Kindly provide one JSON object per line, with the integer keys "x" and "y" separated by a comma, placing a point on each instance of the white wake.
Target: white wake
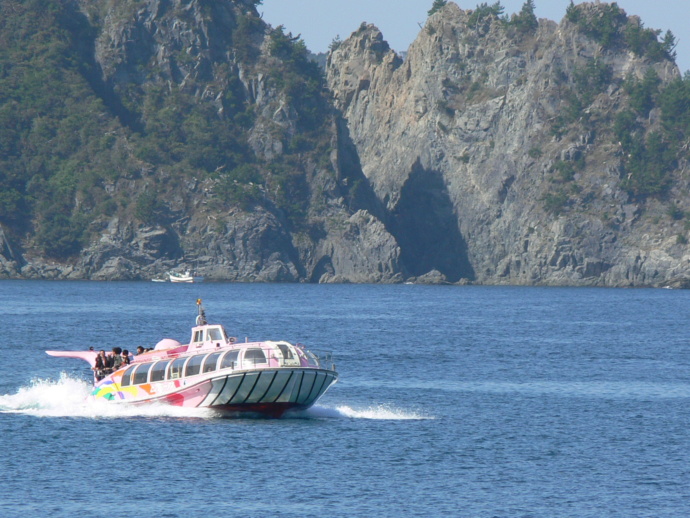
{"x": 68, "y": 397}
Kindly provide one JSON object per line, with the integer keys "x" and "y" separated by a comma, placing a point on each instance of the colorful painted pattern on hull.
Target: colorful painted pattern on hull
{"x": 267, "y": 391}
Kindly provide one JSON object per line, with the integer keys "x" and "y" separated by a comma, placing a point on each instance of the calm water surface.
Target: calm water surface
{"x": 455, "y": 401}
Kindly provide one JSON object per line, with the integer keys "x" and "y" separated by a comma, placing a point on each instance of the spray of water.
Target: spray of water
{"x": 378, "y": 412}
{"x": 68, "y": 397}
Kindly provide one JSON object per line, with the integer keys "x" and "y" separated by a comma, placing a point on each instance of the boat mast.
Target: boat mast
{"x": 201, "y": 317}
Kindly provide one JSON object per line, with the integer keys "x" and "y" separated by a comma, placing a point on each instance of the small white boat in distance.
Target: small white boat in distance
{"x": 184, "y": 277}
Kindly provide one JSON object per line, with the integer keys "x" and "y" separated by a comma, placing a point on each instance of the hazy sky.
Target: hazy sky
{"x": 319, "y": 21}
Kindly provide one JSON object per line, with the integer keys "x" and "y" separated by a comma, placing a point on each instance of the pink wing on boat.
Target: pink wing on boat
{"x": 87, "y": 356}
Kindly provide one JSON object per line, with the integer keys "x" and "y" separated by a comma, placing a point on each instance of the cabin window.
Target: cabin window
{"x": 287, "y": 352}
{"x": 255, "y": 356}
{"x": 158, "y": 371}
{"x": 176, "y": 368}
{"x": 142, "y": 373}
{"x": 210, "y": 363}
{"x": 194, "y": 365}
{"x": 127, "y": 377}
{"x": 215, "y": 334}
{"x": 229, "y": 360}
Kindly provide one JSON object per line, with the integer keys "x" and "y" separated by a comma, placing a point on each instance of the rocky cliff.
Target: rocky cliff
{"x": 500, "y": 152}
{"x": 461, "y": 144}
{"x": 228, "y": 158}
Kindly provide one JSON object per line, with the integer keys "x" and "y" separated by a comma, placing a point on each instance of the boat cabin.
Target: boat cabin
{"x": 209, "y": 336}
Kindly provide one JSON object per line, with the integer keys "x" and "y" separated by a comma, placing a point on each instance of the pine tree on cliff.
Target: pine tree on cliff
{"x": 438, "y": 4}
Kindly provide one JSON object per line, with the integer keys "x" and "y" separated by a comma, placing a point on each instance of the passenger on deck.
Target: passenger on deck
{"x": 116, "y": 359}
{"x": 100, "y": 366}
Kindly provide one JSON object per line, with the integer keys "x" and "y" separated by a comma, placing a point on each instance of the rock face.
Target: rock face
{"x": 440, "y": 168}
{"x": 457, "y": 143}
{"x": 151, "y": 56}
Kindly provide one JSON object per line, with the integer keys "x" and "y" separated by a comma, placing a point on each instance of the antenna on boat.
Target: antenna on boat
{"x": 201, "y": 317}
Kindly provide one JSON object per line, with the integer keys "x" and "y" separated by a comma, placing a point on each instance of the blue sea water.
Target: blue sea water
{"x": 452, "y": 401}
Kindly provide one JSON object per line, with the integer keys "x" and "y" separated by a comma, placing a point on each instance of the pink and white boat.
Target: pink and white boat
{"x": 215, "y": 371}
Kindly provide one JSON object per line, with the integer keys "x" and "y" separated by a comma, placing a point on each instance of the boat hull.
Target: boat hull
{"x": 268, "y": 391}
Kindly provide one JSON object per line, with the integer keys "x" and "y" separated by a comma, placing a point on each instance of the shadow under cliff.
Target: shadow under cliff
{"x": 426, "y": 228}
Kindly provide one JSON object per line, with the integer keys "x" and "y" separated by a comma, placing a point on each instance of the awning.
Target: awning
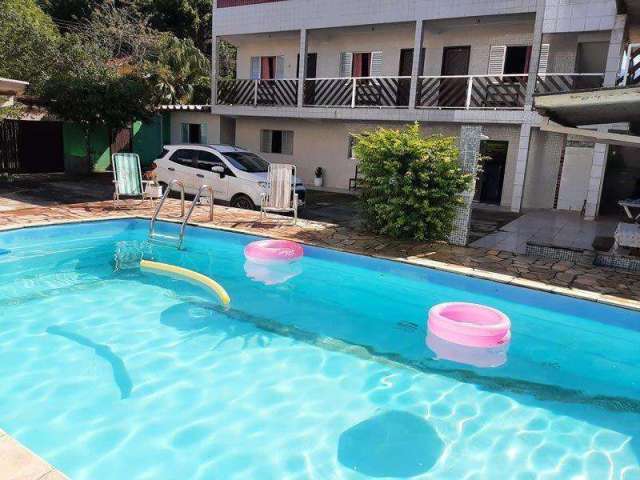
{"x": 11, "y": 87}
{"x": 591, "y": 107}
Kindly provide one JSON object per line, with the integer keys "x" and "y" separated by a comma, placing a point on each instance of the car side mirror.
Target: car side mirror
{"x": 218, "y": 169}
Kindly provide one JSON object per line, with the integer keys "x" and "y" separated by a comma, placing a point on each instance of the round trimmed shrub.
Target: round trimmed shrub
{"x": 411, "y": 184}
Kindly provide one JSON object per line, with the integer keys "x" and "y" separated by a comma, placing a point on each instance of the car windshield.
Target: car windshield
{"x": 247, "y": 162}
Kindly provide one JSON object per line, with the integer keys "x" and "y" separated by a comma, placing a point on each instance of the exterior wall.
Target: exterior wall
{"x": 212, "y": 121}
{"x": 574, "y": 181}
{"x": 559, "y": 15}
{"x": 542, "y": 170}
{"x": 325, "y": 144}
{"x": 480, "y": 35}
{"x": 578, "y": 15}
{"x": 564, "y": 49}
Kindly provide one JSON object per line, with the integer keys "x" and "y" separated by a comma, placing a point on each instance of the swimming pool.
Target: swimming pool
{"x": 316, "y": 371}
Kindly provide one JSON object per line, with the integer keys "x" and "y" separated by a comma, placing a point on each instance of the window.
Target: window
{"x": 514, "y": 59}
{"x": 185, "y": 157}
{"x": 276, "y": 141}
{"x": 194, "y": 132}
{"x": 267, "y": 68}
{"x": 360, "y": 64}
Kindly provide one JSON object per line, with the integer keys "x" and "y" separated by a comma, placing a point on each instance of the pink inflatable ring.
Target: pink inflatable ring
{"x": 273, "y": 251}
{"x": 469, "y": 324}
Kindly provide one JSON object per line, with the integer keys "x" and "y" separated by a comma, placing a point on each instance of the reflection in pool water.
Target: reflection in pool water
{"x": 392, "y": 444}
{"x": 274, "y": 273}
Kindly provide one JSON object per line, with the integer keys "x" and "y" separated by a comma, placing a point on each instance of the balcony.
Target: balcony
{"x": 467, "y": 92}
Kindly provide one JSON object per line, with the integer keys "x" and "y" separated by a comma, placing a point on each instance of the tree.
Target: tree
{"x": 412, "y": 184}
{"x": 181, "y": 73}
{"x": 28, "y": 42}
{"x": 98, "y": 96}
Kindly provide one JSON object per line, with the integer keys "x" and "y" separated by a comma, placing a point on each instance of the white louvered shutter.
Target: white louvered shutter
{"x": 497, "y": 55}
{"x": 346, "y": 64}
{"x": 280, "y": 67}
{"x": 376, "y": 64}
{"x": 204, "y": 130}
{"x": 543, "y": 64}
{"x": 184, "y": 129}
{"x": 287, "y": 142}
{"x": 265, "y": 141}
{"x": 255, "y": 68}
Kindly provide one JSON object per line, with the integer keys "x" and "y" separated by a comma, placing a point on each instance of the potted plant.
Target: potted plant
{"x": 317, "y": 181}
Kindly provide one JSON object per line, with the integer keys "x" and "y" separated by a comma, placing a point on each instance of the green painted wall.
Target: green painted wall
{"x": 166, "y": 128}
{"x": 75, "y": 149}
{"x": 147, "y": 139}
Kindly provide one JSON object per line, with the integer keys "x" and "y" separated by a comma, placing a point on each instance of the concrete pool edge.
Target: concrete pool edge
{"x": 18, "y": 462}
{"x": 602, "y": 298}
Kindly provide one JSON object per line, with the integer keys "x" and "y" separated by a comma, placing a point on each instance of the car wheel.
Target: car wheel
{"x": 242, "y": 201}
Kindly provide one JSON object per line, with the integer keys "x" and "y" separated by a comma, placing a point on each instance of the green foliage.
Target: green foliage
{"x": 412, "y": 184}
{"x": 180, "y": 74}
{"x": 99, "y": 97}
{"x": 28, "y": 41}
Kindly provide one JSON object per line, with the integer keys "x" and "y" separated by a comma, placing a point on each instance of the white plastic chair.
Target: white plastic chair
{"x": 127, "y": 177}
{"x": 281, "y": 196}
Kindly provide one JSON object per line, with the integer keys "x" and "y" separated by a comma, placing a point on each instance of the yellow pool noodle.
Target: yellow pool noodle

• [Short exercise]
Exactly reproduce the lines that run from the line with "the green foliage." through the last line of the records, inclusive.

• [The reply]
Kindly provide one JSON object per line, with the integer keys "x" and "y" separated by a comma, placing a point on each instance of the green foliage.
Target: green foliage
{"x": 412, "y": 184}
{"x": 180, "y": 74}
{"x": 99, "y": 97}
{"x": 28, "y": 41}
Kindly provide one JSON object per line, with the integer keys "x" and "y" separated by a comma, placing a point on each instance of the white plastic chair.
Target: white plastic chair
{"x": 127, "y": 177}
{"x": 281, "y": 196}
Kindly provide one JSON object per line, with the integer keys "x" and "y" separated by a comma, placing a point on each instance of the yellow pool noodle.
Target: yellow pool noodle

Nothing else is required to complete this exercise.